• _Excerpt_:

[START]

I love God! So don't bash Him around me! In fact, please refraine from bashing Him at all! He loves you!
This is Ami, coming to you live from the Pubs Lab of her high school. Our editor just brought cookies, most of the staff is out hanging the newsletters around school, and I'm hoping our supervisor doesn't catch me on Fanfiction!
You may be wondering what I am, religiously. Well, I'm not religious.
I'm a messenger, and here's what being a messenger is all about.
A long time ago (before your parents graduated) there was a man named Isaiah.
One day, Isaiah had a vision - like a dream, but he was awake. In this vision, he saw GOD Himself! (cue shocked silence) Surrounding God were a bunch of angels. These angels had SIX wings! And you thought two was radical! On each angel, two of their wings covered their face, two covered their feet, and the last two were used for what wings are normally thought to be used for - flying.
Anyway, these super amazing angels were singing some beautiful songs of praise to God. And when I say beautiful, I mean beautiful.
Anyway, Isaiah, like you or me might do, started freaking out. Basically, in a nutshell, what he said was, "Oh no! I'm not fit to see God face to face! I mean, I'm a human! Humans are always putting each other down, dissing each other, being rude, calling each other names, lying, and stuff like that! Our lips are morally filthy! Even the best of us has said something mean! And now I'm in front of GOD! I'm in for it now!"

[END]

• _Tasks to perform_:
A: In the Isaiah passage, how many wings did each angel around God have?
B: Resume the Isaiah passage after its last sentence, keeping the same casual voice.

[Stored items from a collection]
[START]

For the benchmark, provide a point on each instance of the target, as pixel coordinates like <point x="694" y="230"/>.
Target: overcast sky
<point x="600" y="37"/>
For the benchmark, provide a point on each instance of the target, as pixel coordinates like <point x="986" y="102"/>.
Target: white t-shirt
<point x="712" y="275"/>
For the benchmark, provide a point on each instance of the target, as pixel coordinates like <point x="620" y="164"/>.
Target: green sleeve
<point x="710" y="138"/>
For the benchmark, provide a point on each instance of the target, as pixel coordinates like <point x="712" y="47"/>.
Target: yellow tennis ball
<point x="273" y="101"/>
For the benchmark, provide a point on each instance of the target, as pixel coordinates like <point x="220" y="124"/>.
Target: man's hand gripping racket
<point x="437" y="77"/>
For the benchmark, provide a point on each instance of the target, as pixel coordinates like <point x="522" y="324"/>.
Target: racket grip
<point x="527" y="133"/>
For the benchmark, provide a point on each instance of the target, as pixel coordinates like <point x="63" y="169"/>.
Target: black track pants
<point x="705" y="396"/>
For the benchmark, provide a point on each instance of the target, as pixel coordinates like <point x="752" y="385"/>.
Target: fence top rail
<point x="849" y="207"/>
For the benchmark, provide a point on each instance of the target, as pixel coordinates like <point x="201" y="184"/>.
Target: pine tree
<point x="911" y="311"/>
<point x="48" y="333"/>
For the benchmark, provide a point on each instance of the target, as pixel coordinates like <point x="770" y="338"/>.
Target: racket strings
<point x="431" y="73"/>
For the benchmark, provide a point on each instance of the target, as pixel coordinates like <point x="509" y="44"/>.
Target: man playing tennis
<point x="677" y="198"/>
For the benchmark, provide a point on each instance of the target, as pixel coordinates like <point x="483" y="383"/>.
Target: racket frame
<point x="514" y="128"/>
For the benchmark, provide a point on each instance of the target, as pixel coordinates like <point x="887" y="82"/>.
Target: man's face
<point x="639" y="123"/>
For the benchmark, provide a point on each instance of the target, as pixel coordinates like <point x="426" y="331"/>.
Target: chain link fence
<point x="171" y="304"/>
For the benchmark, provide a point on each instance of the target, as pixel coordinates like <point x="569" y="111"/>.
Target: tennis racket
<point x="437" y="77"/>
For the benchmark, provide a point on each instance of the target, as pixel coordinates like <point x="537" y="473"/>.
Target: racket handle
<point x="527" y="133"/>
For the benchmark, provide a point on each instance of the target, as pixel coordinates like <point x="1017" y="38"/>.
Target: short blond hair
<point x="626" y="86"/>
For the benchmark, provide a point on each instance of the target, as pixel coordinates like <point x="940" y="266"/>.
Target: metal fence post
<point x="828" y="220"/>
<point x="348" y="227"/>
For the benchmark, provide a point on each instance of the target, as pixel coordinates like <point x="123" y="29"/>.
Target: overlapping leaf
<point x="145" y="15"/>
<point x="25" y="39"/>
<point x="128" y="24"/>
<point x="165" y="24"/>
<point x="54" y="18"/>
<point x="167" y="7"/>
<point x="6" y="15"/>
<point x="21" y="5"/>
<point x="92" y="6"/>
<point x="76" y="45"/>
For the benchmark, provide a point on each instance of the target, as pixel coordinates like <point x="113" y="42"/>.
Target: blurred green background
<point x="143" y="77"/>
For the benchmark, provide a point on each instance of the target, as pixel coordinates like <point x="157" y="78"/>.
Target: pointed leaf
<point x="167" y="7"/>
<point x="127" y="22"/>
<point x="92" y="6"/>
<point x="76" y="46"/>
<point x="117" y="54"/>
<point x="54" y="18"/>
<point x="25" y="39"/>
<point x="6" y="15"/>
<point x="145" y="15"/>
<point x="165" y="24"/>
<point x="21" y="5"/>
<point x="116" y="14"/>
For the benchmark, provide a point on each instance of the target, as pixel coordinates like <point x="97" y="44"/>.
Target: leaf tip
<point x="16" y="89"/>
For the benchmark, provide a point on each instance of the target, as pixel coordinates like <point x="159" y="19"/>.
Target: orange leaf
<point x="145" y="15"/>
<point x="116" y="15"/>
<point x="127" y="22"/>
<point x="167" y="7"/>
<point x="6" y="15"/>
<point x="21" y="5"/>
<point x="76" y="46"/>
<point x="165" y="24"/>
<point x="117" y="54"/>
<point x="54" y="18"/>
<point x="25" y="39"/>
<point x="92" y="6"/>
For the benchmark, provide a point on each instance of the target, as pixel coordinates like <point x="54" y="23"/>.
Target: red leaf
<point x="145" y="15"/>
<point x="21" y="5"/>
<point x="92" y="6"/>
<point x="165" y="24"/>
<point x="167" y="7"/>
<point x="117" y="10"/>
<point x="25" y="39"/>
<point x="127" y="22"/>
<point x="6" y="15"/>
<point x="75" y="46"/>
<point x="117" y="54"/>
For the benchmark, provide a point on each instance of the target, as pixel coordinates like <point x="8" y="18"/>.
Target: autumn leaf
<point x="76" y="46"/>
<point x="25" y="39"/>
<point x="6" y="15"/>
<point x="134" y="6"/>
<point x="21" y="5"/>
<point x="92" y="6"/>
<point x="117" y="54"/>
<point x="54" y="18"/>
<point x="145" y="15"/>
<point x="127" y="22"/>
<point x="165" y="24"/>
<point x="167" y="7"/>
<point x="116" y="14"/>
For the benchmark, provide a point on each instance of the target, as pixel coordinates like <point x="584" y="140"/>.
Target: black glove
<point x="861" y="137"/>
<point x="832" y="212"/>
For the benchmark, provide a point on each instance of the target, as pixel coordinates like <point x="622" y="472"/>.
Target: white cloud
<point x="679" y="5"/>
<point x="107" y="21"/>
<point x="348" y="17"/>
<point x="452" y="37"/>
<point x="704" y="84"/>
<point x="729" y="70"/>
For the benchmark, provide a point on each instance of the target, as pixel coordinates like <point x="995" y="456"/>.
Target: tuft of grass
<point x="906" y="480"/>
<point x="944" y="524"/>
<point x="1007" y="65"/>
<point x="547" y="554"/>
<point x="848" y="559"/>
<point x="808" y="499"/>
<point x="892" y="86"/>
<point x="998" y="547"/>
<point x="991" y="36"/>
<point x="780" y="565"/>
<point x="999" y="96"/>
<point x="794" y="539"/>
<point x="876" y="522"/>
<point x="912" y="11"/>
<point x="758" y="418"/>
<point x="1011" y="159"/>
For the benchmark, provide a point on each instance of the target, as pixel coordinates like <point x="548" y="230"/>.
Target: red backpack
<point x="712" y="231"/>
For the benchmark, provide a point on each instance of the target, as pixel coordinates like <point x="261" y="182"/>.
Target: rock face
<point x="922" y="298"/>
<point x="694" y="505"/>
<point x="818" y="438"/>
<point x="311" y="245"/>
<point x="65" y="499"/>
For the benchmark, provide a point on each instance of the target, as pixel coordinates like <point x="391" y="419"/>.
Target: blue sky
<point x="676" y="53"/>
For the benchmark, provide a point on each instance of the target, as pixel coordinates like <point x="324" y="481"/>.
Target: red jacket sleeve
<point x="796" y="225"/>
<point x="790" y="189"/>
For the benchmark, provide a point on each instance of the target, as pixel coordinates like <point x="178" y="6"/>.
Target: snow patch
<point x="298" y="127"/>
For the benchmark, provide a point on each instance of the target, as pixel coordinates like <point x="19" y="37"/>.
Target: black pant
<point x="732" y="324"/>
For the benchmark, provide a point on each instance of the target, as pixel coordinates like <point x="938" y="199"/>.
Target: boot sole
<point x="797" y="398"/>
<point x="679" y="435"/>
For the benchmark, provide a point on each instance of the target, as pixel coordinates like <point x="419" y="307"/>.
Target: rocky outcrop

[END]

• _Written answers_:
A: Each angel had six wings.

B:
Anyway, one of the angels grabs a hot coal from off the altar to God, and flies over to our guy Isaiah. After touching Isaiah's lips with this hot coal, the angel says, "Look! I just touched your lips with a hot coal from the alter. Now your guilt and disobedience to God is gone!"
God starts talking. "Who will I send to be my messenger?"
Cue Isaiah screaming excitedly, "HERE AM I, LORD! SEND ME!"
Fast forward to a looooong time afterwards. A guy, dying one of THE most painful deaths in history. This horrible, awful death was set aside just for the big baddies. This guy must have done something really bad.
The problem? This guy? He hasn't done anything wrong. I mean, nothing. He never dissed or disobeyed his parents, loved his brothers and sisters, was uuber nice to everyone around him. He told people off when they did something bad, and he was always helping, cleaning, doctoring.
So why was a nice guy like him dying a death like this?
He chose it. See, he had friends he wanted to save. The only way was to die for them. These friends had done quite a bit of bad stuff, and the penalty was death.
The problem was that these "friends" of his didn't even know what he was doing. As he died (a long death), they were laughing and pointing at him. Why would he die for such . . . jerks?
He loved em. Every last one.
Wanna know the name of this uuber nice guy, who was dying for his mean friends?
Otherwise known as Jesus.
Wanna know the names of the people he was dying for?
Fill in your name here.
You don't have to be a jerk. There are a few of Jesus' friends who realized what he was doing for them, and now they love him like crazy. You can always join them.
You might say, who cares? This Jesus guy died. Hello. End of story.
Yeah, he died.
Didn't last very long, though.
The next time someone says "Sticks and stones may break my bones but words can never hurt me " HIT THEM WITH A DICTIONARY!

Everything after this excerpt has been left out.